■ **Given problem**
Reproduce the records word for word, starting at the line that contains "of the seated" and continuing through the end of the records.

■ **Source data**
+ + + + + + +

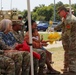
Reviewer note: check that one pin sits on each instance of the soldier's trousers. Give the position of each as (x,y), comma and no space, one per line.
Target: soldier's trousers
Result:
(42,60)
(22,61)
(7,66)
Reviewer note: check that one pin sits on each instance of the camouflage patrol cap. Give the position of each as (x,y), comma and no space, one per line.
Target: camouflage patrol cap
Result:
(17,22)
(62,8)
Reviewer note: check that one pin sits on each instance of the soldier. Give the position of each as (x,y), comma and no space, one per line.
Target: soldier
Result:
(7,66)
(8,43)
(68,38)
(17,26)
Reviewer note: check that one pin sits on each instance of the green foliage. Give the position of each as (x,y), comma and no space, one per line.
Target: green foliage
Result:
(46,13)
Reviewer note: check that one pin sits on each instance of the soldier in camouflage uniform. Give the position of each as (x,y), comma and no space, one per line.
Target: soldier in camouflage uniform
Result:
(41,52)
(17,25)
(7,65)
(68,37)
(7,41)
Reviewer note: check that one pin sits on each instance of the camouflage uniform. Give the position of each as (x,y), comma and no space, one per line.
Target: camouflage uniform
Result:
(7,66)
(19,39)
(42,60)
(19,58)
(69,41)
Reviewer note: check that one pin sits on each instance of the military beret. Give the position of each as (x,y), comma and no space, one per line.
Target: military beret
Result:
(62,8)
(17,22)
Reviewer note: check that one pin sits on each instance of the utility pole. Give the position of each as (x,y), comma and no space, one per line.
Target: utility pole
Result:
(1,5)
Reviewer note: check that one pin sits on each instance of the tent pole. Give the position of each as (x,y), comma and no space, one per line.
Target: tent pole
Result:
(30,35)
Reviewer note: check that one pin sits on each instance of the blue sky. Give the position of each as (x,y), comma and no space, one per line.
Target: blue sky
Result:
(22,4)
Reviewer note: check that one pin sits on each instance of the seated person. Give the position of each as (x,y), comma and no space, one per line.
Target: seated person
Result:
(9,68)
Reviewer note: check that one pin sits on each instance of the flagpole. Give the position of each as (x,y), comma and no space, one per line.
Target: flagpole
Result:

+ + + + + + +

■ **Answer**
Reviewer note: check that one pin sits on each instance of the seated person. Give the position of each as (x,y), comma and no space, one per line.
Target: seated person
Result:
(9,68)
Reviewer note: check that one pin sits on each instance of the flagpole. Give the position of each as (x,y), comma and no space, one per line.
Target: flagpole
Result:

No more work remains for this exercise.